__TAREA__.
Según el texto sobre el Evangelio de Juan y el Pan Vivo, ¿en qué Evangelio no se narra la institución de la Eucaristía?

Por José Francisco González González, obispo de Campeche |
El Evangelio (Jn 6, 41-51) comienza diciendo, que los interlocutores de Jesús, los judíos, murmuraban. Es la misma actitud que tomó el pueblo en el desierto, en contra del enviado de Dios, Moisés. Parece ser que cuando Dios “nos habla” con situaciones maravillosas, lo único que alcanzamos a responder es con murmuración. En esta ocasión, Jesús les habla del verdadero Pan Vivo bajado del Cielo. Ya no habla de la figura premonitoria del Antiguo Testamento, el Maná. No, ahora es el verdadero Pan, no ya más la figura. La respuesta del pueblo es el desprecio de la persona de Jesús y, también, su familia. Los murmurantes, en tono sarcástico, preguntan: “¿No es éste, Jesús, el hijo de José? ¿Acaso no conocemos a su padre y a su madre?”; es decir, es un ‘don nadie’. No nos detengamos en esa diatriba. Pasemos a decir, que si bien, en el Evangelio de san Juan no se narra la institución de la Eucaristía, como sucede en los otros tres Evangelios, el discurso del capítulo 6 nos habla de lo mismo, pero de otra manera.
¿CREO EN LA EUCARISTÍA?

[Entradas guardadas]

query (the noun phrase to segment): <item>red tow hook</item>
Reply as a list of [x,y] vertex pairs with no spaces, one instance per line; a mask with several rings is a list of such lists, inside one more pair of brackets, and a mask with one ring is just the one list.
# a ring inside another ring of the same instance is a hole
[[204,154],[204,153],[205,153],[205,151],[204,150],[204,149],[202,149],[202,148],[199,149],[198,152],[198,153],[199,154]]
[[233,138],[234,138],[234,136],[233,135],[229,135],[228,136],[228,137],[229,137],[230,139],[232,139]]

__RESPUESTA ESCRITA__.
En el Evangelio de san Juan.